TASK TO CARRY OUT:
Your task is to extract the lines from the one holding "the woman's ear" through the end of the material. Set them down exactly and add nothing.

— Start of RECORDS FOR THE EXERCISE —

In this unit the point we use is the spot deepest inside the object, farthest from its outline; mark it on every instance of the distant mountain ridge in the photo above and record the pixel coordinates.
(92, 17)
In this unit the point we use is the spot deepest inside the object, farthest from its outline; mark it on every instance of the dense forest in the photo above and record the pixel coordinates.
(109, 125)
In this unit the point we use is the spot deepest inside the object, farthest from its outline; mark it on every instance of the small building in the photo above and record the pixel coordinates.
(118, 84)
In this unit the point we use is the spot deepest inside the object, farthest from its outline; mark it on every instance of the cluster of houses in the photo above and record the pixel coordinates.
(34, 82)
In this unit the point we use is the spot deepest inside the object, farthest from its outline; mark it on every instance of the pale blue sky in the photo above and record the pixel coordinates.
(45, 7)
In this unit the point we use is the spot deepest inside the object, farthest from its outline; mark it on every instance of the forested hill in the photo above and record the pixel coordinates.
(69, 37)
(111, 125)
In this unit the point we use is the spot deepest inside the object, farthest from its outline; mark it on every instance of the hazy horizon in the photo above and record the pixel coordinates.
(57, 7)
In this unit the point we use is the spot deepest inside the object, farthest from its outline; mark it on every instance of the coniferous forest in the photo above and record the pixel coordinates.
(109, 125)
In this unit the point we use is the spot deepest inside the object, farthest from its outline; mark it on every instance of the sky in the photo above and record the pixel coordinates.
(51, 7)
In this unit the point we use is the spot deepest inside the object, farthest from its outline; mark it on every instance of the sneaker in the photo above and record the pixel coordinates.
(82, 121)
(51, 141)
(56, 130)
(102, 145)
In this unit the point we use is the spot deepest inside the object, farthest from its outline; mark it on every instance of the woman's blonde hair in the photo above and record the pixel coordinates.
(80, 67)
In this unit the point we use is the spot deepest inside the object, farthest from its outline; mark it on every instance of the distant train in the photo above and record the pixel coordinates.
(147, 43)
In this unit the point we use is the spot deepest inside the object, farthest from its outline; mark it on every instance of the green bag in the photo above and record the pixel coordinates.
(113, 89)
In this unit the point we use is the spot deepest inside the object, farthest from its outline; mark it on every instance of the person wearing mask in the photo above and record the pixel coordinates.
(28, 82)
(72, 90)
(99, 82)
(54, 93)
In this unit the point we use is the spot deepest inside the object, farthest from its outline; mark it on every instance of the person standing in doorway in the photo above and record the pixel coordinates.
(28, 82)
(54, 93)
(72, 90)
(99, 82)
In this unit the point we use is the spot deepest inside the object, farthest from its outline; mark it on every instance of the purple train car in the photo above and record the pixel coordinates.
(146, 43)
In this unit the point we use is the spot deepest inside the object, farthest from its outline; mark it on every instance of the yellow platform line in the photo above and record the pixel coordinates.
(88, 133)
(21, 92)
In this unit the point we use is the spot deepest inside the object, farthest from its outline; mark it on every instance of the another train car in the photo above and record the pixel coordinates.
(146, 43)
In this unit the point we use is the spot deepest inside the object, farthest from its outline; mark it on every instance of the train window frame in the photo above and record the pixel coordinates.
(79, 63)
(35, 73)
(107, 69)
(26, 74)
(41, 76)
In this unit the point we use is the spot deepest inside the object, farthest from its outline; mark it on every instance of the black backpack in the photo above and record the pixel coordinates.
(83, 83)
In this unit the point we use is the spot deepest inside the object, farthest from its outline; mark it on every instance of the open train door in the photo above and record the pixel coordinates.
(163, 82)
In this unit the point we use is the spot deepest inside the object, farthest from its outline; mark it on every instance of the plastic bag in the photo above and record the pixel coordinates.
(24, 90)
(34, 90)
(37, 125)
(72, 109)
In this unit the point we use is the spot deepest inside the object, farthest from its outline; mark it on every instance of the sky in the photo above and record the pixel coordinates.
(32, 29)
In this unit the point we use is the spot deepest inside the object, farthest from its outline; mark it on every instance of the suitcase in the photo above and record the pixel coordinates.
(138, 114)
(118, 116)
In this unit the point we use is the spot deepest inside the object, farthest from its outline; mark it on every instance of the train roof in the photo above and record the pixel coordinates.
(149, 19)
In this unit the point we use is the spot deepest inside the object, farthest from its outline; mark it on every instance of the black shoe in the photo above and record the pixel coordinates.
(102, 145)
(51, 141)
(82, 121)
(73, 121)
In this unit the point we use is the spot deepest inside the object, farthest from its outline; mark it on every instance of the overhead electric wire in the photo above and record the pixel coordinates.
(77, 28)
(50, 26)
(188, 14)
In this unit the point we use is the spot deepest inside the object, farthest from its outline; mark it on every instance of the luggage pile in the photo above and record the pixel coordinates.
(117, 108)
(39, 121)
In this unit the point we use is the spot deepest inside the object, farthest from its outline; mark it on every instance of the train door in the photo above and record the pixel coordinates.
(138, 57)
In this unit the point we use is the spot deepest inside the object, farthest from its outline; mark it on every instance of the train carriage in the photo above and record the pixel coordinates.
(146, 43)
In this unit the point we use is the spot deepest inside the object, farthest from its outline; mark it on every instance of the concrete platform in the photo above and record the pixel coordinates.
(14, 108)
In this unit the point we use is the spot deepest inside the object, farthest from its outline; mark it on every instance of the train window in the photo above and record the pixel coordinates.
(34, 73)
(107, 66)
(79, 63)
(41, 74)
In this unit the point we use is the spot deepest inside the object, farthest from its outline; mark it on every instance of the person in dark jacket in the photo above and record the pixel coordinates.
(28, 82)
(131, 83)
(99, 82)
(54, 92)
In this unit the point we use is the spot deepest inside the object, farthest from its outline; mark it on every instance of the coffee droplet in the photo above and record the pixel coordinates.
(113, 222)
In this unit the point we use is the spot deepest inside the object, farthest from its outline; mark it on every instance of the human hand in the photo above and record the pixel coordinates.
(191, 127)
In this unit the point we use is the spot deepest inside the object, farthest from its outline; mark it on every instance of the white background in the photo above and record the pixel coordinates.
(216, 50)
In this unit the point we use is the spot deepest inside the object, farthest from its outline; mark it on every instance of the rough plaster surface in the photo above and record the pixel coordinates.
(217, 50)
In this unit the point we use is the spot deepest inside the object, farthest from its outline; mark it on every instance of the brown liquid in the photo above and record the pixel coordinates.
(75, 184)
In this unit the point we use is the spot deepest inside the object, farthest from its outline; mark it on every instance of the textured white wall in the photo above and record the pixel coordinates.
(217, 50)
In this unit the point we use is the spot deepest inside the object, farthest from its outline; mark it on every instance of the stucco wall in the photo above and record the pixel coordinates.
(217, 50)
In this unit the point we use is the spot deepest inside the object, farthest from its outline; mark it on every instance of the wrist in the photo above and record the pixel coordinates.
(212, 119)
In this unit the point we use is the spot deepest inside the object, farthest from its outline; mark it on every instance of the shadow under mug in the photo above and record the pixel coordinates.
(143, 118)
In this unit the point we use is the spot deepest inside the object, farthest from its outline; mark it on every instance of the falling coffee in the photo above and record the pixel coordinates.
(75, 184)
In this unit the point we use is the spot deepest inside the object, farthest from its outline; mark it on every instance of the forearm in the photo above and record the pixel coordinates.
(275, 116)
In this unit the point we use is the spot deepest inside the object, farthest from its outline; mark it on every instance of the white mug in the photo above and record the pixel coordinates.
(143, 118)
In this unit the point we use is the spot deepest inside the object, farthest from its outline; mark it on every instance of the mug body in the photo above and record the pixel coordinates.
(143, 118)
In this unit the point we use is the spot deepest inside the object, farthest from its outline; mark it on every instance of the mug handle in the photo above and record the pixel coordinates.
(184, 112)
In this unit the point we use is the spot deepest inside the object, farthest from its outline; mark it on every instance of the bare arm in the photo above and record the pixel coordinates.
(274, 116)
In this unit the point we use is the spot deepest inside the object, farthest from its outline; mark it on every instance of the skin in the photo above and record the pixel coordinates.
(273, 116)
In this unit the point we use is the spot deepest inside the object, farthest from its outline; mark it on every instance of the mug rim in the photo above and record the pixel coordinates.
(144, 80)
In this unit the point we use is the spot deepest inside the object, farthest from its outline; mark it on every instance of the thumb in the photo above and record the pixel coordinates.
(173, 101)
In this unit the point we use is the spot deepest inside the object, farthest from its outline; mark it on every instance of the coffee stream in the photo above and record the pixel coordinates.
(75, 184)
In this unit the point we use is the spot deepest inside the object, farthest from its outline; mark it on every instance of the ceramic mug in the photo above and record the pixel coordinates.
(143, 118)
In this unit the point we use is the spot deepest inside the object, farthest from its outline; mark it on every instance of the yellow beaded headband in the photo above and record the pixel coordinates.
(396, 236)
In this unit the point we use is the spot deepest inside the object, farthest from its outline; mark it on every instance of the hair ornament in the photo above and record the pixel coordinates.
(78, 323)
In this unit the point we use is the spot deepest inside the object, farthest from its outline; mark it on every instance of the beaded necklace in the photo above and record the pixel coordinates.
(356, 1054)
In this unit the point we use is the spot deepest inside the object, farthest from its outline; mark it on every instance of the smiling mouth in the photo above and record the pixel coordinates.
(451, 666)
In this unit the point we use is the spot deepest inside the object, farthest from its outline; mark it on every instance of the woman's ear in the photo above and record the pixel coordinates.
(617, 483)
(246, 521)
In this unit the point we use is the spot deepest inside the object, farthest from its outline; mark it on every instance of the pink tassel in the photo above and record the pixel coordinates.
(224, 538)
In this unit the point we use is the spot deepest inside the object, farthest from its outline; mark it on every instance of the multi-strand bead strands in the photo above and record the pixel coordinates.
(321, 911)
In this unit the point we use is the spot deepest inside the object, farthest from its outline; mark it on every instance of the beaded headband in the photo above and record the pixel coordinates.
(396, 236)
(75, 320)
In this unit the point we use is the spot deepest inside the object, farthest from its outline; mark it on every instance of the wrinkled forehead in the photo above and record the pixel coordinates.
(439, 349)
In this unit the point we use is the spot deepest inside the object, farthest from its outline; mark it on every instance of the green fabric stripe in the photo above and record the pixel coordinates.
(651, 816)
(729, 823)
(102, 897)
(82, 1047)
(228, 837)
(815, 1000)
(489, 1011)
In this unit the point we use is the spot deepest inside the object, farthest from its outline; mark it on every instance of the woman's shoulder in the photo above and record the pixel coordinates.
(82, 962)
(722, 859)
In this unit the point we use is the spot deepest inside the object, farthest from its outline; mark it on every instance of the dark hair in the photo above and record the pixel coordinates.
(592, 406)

— End of RECORDS FOR THE EXERCISE —

FINAL ANSWER:
In this unit the point we use is the spot deepest inside the object, farthest from its outline; mark it on every instance of the woman's ear in the photo above and record the pixel coordinates.
(617, 483)
(246, 521)
In this unit the point we use is the spot deepest inside the object, farthest from its outline; mark it on every instance of the pink tassel in the photo above and record the pixel coordinates.
(224, 538)
In this unit the point we use is the spot deepest inside the object, farthest from its outline; mark it on every instance of the multi-strand bead strands in the photo above and record the pixel coordinates.
(321, 911)
In this unit the point we use is the spot deepest inside the object, farthest from its outline; mark it on every instance of the beaded headband in the photo above and record the pixel coordinates.
(396, 236)
(75, 320)
In this unit the point we use is the spot deepest inside the object, farthest from its outline; mark it on every instance of the wrinkled forehead in the photo above and record the pixel coordinates.
(439, 349)
In this unit the point we use is the spot deepest inside the object, farthest from its outline; mark it on every instance of the green fabric stripe in the photo above and record the pixel coordinates.
(651, 816)
(729, 823)
(102, 897)
(82, 1047)
(228, 837)
(815, 1000)
(489, 1011)
In this unit the point we use is the spot deepest inside the object, farthest from its outline; mark it on every instance of the woman's shoulder in the photo above and record the pixel coordinates.
(82, 962)
(722, 859)
In this unit the point we use is the spot deepest inside the object, farthest from its outline; mark it on every instance of the dark hair in the photo above and record the pixel coordinates.
(592, 406)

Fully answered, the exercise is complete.